→ **Exercise**
Omit the images, then repeat the listing exactly.

→ **Records**
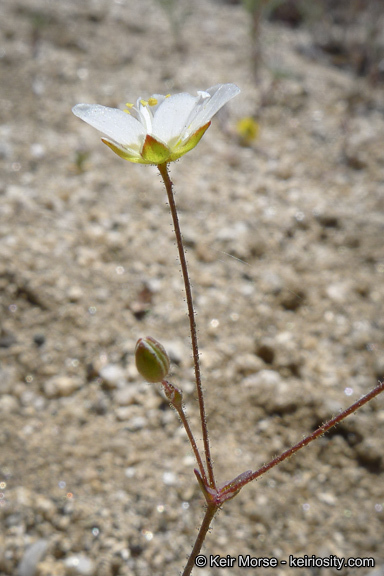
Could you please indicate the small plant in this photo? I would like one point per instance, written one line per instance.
(159, 131)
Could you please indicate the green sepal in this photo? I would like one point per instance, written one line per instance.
(192, 141)
(154, 152)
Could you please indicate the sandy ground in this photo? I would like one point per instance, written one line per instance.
(286, 255)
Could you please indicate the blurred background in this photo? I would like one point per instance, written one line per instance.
(281, 205)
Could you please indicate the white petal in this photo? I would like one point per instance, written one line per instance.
(114, 123)
(220, 95)
(171, 117)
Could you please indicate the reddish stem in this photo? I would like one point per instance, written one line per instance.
(163, 169)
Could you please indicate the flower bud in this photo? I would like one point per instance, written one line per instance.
(152, 361)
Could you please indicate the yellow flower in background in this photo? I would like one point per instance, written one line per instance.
(160, 129)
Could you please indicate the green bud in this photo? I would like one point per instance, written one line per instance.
(152, 361)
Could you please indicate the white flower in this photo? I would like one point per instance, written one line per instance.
(160, 129)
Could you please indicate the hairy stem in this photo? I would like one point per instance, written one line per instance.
(319, 432)
(163, 169)
(209, 514)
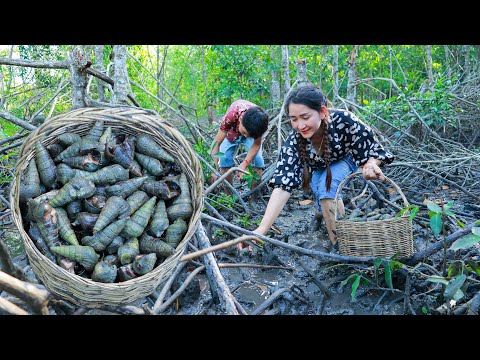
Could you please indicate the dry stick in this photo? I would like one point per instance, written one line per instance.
(326, 292)
(471, 306)
(5, 201)
(214, 272)
(13, 138)
(221, 178)
(168, 284)
(7, 264)
(313, 253)
(36, 297)
(406, 302)
(258, 266)
(6, 148)
(177, 293)
(16, 121)
(269, 301)
(234, 191)
(221, 246)
(418, 257)
(438, 177)
(10, 308)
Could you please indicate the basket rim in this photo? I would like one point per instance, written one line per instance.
(342, 183)
(184, 156)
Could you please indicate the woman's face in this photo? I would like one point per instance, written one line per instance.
(305, 120)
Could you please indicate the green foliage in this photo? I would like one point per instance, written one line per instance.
(226, 200)
(245, 220)
(203, 150)
(251, 177)
(356, 279)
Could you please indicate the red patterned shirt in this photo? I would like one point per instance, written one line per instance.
(232, 118)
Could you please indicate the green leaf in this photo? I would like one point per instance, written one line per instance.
(438, 280)
(447, 206)
(453, 286)
(395, 265)
(449, 213)
(472, 266)
(455, 269)
(345, 282)
(465, 242)
(434, 207)
(355, 286)
(388, 274)
(413, 213)
(436, 224)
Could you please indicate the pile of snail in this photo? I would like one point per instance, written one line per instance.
(108, 206)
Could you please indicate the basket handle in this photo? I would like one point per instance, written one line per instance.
(340, 186)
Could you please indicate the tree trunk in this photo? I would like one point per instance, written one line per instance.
(77, 62)
(275, 86)
(429, 67)
(302, 71)
(466, 67)
(120, 75)
(335, 72)
(207, 93)
(447, 62)
(286, 69)
(98, 50)
(351, 84)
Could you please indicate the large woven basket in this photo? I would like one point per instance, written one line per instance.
(86, 292)
(382, 238)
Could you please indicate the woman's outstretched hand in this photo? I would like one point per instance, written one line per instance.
(372, 171)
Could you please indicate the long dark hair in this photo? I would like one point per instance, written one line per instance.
(312, 97)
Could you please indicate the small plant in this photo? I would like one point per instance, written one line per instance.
(357, 277)
(244, 220)
(251, 177)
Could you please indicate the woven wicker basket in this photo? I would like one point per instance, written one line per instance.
(86, 292)
(382, 238)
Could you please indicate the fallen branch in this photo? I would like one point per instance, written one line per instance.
(213, 272)
(34, 295)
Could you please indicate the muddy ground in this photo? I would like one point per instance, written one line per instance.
(298, 293)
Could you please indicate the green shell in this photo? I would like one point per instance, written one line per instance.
(128, 251)
(139, 220)
(84, 255)
(114, 206)
(65, 229)
(77, 188)
(102, 239)
(104, 272)
(143, 264)
(176, 232)
(147, 145)
(47, 169)
(181, 206)
(108, 175)
(159, 221)
(137, 199)
(30, 184)
(149, 244)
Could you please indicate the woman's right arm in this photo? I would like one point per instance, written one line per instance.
(277, 201)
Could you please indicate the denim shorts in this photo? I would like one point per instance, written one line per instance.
(228, 148)
(340, 170)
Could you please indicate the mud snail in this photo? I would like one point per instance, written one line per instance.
(110, 208)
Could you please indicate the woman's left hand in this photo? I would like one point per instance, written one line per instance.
(372, 171)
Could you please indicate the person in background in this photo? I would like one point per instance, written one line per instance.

→ **Output of the exercise**
Could you please indicate the small plant in this photo? I would like one point per instance, written one line per instance.
(159, 131)
Could you please indicate the green sepal in this photo? I would like one point per instance, written one line per instance.
(192, 141)
(154, 152)
Could you please indicate the sandy ground in this photo? I would like one point per instance, written one line per instance.
(286, 255)
Could you please indicate the blurred background in this photo? I would like one point per instance, written one line per instance.
(281, 205)
Could you please indicate the white petal in this photo? I would like one point per instance, written one line per instance.
(114, 123)
(220, 95)
(171, 117)
Could you please indicate the reddish stem in this photo? I would like one point per instance, written one line per instance.
(163, 169)
Could you please indicate the flower bud in this photo? I would like one point per instance, written one line per instance.
(152, 361)
Could you please indicate the yellow flower in background in this photo? I would like one point per instance, written one line per instance.
(160, 129)
Could you please indicate the green bud in this photo? I would like one point per instance, written one line per instance.
(152, 361)
Could you please indicate the white flower in this photo? I would like one point per instance, written one line per instance.
(160, 129)
Could you please indicate the hairy stem in this photo? I would like one point per instance, written one line per instance.
(319, 432)
(163, 169)
(209, 514)
Could you please indicate the dry stick in this photo? I would like one point per instance, written one line per instance.
(326, 292)
(471, 306)
(5, 201)
(214, 272)
(13, 138)
(221, 178)
(168, 284)
(7, 264)
(313, 253)
(36, 297)
(406, 302)
(258, 266)
(6, 148)
(177, 293)
(16, 121)
(269, 301)
(234, 191)
(221, 246)
(418, 257)
(438, 177)
(10, 308)
Could you please indicate the basket rim in this photo? I would like one point per instance, written one line per instance.
(342, 183)
(184, 156)
Could you please indicate the woman's face in this photo? I would like one point per instance, written one line per instance.
(305, 120)
Could you please indicate the green foliage in this photo? I would like one point per instance, written one line per instance.
(226, 200)
(245, 220)
(203, 150)
(251, 177)
(356, 279)
Could you please indicate the red patterned shirt in this photo? I would like one point per instance, written one line per instance.
(232, 118)
Could you please indicate the green leaf in this photo? I would like one point per instance, written one line per instance.
(438, 280)
(447, 206)
(453, 286)
(395, 265)
(449, 213)
(472, 266)
(455, 269)
(345, 282)
(465, 242)
(434, 207)
(355, 286)
(388, 274)
(413, 213)
(436, 224)
Could you please indicate the pile of snail in this photo? I would like one point per instance, written one line per instance.
(108, 206)
Could you please indicate the basket handle in this photo? I would like one point per instance, written one line per instance.
(340, 186)
Could you please indicate the tree trunk in this photo? I would like one point per instance, written one line per instance.
(77, 62)
(275, 86)
(429, 67)
(302, 71)
(466, 67)
(120, 75)
(335, 72)
(207, 93)
(447, 62)
(286, 69)
(98, 50)
(351, 84)
Could you please indicate the large woven basket in this photo? I would like one point per instance, written one line per instance.
(86, 292)
(382, 238)
Could you please indicate the woman's outstretched hand in this photo? I would like one point per instance, written one line per instance.
(372, 171)
Could you please indicate the long dark hair in this photo? I would like one point per instance, written one line per instance.
(312, 97)
Could you please indicate the small plant in this photo? I would like one point per instance, written one line per instance.
(357, 277)
(244, 220)
(251, 177)
Could you please indicate the woven wicker basket in this photo? I would like one point per instance, written one line per instance.
(86, 292)
(382, 238)
Could you please indicate the fallen branch in this photo? I would like one point per instance, written one line per instance.
(213, 272)
(34, 295)
Could you please indicate the muddy ground in this photo? I would like one point per instance, written one line per instance.
(298, 293)
Could you please indicate the green shell in this photo? I would like one point per instance, written one line per instance.
(128, 251)
(139, 220)
(84, 255)
(114, 206)
(65, 229)
(77, 188)
(102, 239)
(104, 272)
(143, 264)
(176, 232)
(147, 145)
(47, 169)
(181, 206)
(108, 175)
(159, 221)
(137, 199)
(30, 184)
(149, 244)
Could you please indicate the woman's right arm in this photo? I would like one point per instance, written one line per instance.
(277, 201)
Could you please indicate the denim shorts in this photo? I would like one point per instance, written one line per instance.
(228, 148)
(340, 170)
Could you please indicate the mud snail in this photo? I would like one point per instance, written one line per instance.
(110, 208)
Could you please indicate the woman's left hand in this photo? I would like one point per instance, written one line per instance.
(372, 171)
Could you please indicate the person in background in this photo? I would like one point per instance, written one line per instance.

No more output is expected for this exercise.